## Start

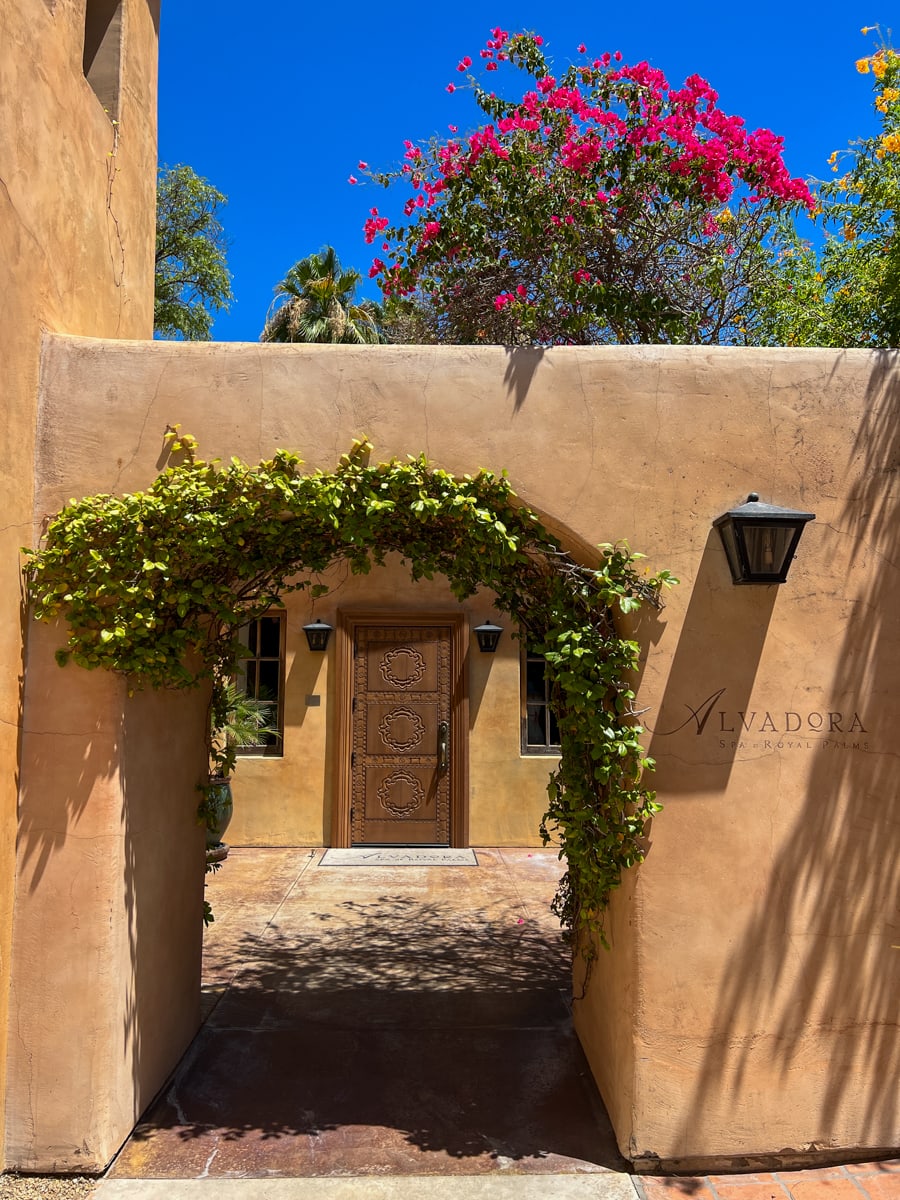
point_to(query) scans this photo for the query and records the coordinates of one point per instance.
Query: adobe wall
(77, 232)
(288, 801)
(748, 1006)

## End

» **PROBLEM STATEMENT**: Reproduce every line of the records above, including the requests, but leave out the pictures. Shift each coordinate in the answers by -92.

» **TASK SOLUTION**:
point_to(query) scans this photo for the query and records the coordinates of one point per instance.
Query: adobe wall
(-15, 140)
(196, 709)
(656, 914)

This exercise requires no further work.